Copy the listing below line for line, starting at its first line and ending at the line that contains "pixel 35 392".

====

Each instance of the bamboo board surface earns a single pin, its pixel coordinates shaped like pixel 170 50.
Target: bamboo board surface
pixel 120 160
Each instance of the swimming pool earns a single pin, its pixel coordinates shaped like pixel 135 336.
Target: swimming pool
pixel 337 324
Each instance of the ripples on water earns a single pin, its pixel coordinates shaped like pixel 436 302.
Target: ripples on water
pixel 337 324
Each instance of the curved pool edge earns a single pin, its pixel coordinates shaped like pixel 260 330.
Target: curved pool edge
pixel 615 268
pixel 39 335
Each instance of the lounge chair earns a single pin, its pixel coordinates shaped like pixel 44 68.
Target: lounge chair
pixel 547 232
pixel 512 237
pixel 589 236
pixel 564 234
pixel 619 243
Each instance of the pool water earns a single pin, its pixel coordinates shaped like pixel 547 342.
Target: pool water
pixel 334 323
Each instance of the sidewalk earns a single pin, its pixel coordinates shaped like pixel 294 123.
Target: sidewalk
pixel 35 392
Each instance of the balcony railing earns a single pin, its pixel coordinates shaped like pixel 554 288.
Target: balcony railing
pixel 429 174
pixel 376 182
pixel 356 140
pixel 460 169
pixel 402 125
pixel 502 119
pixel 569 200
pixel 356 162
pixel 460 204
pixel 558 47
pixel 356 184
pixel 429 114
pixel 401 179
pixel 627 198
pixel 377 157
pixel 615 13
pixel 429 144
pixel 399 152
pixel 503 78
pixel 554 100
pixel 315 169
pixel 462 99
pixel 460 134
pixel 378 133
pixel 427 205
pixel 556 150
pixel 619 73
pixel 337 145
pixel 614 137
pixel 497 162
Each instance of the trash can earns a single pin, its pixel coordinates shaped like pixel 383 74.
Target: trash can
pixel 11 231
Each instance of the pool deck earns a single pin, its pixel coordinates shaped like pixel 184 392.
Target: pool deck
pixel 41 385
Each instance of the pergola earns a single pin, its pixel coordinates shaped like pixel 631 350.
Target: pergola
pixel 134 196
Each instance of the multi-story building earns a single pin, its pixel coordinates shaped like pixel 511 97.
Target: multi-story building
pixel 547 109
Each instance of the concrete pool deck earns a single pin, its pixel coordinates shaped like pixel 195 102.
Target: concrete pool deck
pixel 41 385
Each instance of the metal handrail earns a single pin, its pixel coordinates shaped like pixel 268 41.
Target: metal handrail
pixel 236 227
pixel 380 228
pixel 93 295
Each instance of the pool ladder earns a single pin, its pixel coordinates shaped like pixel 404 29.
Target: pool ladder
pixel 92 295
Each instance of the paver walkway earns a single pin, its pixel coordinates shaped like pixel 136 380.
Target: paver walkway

====

# Task result:
Each instance of the bamboo board surface earns a single pin, its pixel coordinates shaped like pixel 170 50.
Target: bamboo board surface
pixel 120 160
Each instance of the swimming pool earns a single pin, its pixel coordinates shaped like pixel 135 336.
Target: swimming pool
pixel 337 324
Each instance of the ripples on water earns a single pin, its pixel coordinates shaped like pixel 436 302.
Target: ripples on water
pixel 337 324
Each instance of the curved pool edge earns a single pin, its pixel coordinates shaped like pixel 260 330.
Target: curved pool edge
pixel 615 268
pixel 39 335
Each instance of the lounge chair earns a single pin, its pixel coordinates shaped like pixel 44 68.
Target: lounge chair
pixel 547 232
pixel 512 237
pixel 589 236
pixel 564 234
pixel 619 243
Each instance of the pool water earns a single pin, its pixel coordinates shaped like pixel 547 342.
Target: pool water
pixel 334 323
Each instance of the sidewalk earns a single pin, its pixel coordinates shaped like pixel 294 123.
Target: sidewalk
pixel 35 392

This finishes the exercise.